Source records:
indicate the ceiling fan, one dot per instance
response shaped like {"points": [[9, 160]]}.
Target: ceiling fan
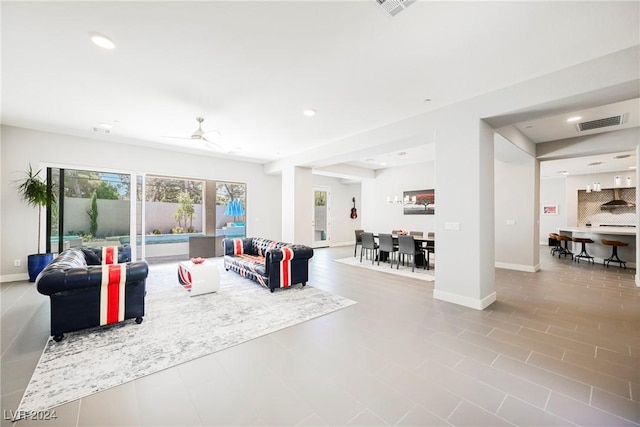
{"points": [[199, 135]]}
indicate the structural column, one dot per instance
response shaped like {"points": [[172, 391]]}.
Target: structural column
{"points": [[297, 205], [465, 227]]}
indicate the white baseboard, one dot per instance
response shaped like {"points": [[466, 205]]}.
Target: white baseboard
{"points": [[478, 304], [518, 267], [14, 277], [336, 244]]}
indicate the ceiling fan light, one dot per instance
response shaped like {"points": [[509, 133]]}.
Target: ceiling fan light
{"points": [[102, 41]]}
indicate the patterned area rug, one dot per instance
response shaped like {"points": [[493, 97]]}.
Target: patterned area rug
{"points": [[404, 270], [177, 328]]}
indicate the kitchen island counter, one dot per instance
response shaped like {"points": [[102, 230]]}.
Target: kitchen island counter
{"points": [[600, 251], [618, 231]]}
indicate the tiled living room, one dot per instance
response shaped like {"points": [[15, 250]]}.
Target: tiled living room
{"points": [[331, 115]]}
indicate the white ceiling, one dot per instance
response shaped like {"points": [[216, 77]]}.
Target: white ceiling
{"points": [[250, 68]]}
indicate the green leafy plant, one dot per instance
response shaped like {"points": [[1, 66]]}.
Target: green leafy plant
{"points": [[93, 214], [35, 191]]}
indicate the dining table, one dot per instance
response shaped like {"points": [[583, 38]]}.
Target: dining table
{"points": [[421, 242]]}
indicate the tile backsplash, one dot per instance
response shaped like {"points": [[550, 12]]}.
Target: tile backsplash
{"points": [[589, 208]]}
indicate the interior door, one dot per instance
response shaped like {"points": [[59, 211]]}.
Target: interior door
{"points": [[321, 217]]}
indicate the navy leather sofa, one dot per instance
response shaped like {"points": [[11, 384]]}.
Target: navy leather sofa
{"points": [[84, 293], [272, 264]]}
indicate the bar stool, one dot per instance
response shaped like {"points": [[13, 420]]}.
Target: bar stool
{"points": [[565, 250], [583, 253], [614, 255]]}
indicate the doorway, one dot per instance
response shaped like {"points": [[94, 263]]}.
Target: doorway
{"points": [[321, 217]]}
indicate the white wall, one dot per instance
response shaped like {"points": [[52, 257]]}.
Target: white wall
{"points": [[553, 192], [380, 217], [19, 147], [516, 215], [342, 226]]}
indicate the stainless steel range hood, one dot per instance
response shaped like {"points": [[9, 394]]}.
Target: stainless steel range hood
{"points": [[617, 202]]}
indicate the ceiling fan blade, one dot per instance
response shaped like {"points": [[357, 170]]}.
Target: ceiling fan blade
{"points": [[175, 137], [210, 144]]}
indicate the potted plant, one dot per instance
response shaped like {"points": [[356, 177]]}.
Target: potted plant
{"points": [[34, 190]]}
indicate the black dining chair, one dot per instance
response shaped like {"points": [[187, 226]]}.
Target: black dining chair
{"points": [[387, 246], [430, 247], [370, 245], [407, 246], [358, 241]]}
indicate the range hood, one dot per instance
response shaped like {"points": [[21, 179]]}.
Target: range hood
{"points": [[617, 202]]}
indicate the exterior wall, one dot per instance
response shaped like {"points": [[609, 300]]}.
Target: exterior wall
{"points": [[21, 147]]}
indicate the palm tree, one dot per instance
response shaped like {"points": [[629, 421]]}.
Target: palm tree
{"points": [[36, 193]]}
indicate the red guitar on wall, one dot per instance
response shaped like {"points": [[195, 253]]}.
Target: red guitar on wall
{"points": [[354, 211]]}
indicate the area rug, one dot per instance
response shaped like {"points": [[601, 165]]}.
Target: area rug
{"points": [[404, 270], [177, 328]]}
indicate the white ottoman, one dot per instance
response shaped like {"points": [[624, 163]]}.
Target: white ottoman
{"points": [[199, 278]]}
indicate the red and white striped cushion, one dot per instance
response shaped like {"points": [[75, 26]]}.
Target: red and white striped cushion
{"points": [[112, 293], [109, 255]]}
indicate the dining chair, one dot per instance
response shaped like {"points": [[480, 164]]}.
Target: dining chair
{"points": [[369, 244], [407, 246], [358, 241], [386, 245], [430, 247]]}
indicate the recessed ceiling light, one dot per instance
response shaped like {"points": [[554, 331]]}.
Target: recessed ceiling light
{"points": [[102, 41]]}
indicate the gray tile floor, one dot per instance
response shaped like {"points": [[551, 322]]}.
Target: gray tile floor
{"points": [[559, 347]]}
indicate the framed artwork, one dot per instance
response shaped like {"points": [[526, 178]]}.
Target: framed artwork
{"points": [[419, 202]]}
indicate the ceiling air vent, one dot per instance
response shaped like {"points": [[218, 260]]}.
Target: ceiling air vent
{"points": [[600, 123], [393, 7]]}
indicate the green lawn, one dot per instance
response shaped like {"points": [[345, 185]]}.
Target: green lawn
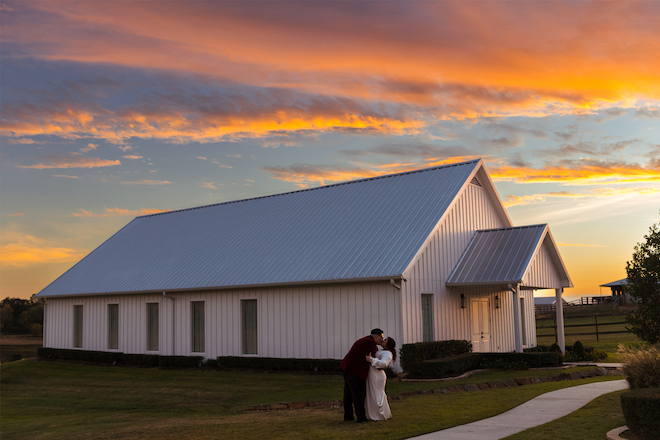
{"points": [[591, 422], [576, 315], [50, 400]]}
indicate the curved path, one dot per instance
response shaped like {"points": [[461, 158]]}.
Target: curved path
{"points": [[535, 412]]}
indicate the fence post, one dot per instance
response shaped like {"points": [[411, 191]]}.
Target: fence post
{"points": [[597, 336]]}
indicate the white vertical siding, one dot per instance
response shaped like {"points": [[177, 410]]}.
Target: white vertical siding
{"points": [[318, 321], [542, 271], [473, 210]]}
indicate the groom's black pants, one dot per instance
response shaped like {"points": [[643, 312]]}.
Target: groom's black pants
{"points": [[355, 391]]}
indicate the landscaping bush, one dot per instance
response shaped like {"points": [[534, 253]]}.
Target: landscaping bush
{"points": [[279, 364], [448, 366], [641, 366], [114, 358], [413, 354], [641, 408], [520, 360]]}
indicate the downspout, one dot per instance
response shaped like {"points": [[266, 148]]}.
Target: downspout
{"points": [[173, 322], [517, 330]]}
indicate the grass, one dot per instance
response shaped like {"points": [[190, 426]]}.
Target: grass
{"points": [[50, 400], [591, 422], [18, 345], [576, 315]]}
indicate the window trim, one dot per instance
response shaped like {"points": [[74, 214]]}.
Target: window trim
{"points": [[244, 336]]}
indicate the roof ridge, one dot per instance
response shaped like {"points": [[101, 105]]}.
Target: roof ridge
{"points": [[315, 188], [513, 227]]}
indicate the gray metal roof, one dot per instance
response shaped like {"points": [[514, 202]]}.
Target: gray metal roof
{"points": [[497, 256], [364, 229]]}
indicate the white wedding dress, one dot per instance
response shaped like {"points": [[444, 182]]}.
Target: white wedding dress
{"points": [[376, 404]]}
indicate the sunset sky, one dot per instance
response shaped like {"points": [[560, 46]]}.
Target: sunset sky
{"points": [[113, 109]]}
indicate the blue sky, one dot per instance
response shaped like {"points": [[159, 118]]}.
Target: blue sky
{"points": [[112, 109]]}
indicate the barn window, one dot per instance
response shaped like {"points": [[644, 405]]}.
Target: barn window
{"points": [[113, 326], [198, 326], [427, 317], [77, 326], [152, 326], [249, 325]]}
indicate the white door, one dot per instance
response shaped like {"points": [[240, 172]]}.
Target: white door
{"points": [[480, 323]]}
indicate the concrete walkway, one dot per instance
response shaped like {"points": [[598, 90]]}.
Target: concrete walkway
{"points": [[539, 410]]}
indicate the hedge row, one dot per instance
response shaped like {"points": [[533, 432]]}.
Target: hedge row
{"points": [[104, 357], [413, 354], [640, 409], [455, 365], [278, 364]]}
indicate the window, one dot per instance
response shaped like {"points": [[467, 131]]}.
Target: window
{"points": [[152, 326], [77, 326], [113, 326], [249, 325], [427, 317], [198, 326], [523, 319]]}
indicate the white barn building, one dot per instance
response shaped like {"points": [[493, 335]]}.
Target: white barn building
{"points": [[425, 255]]}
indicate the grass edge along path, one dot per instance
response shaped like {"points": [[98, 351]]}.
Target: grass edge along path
{"points": [[45, 400], [591, 422]]}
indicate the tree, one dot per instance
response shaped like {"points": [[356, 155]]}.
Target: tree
{"points": [[644, 287]]}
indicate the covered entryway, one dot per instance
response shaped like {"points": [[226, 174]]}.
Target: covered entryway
{"points": [[510, 261]]}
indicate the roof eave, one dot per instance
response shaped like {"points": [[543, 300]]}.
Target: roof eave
{"points": [[242, 286]]}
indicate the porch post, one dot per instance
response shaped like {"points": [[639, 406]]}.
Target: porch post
{"points": [[517, 328], [559, 309]]}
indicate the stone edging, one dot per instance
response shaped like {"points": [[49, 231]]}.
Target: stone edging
{"points": [[451, 389]]}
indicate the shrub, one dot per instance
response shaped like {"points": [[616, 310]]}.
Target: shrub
{"points": [[449, 366], [518, 361], [413, 354], [641, 366], [502, 364], [279, 364], [640, 409]]}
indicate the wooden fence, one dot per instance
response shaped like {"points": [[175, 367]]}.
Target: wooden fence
{"points": [[598, 326]]}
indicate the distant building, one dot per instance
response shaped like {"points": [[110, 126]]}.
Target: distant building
{"points": [[426, 255], [618, 290]]}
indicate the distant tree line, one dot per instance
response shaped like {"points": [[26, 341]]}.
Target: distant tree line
{"points": [[21, 316]]}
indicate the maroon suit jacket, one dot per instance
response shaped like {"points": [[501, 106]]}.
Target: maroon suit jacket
{"points": [[354, 362]]}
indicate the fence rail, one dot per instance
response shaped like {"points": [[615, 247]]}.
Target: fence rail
{"points": [[596, 324]]}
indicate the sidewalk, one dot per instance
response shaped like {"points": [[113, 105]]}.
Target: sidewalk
{"points": [[540, 410]]}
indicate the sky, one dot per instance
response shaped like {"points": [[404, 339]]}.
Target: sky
{"points": [[114, 109]]}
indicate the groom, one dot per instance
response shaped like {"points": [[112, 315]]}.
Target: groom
{"points": [[356, 370]]}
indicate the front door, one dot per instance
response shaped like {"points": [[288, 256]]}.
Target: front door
{"points": [[480, 314]]}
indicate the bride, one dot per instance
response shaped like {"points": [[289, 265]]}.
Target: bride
{"points": [[376, 405]]}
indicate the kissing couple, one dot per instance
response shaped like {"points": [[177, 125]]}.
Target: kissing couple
{"points": [[364, 377]]}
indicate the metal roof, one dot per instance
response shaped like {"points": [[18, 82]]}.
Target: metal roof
{"points": [[365, 229], [498, 256]]}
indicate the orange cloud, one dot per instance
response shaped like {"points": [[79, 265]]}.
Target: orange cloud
{"points": [[115, 212], [305, 175], [22, 250], [585, 172], [72, 162], [145, 182], [455, 59], [193, 123], [513, 200]]}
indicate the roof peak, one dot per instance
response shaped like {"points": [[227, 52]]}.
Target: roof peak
{"points": [[384, 176]]}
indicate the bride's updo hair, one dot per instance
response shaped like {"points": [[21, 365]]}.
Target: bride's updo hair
{"points": [[391, 346]]}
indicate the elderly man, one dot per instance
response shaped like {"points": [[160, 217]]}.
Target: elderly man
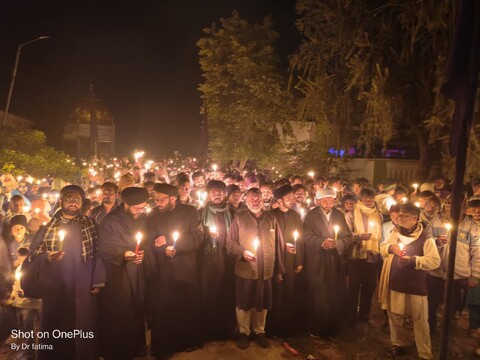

__What to do__. Report every line of the data in which "elderly" appears.

__Expected answer__.
indicate the elderly man, one dot per instance
Target: elderly man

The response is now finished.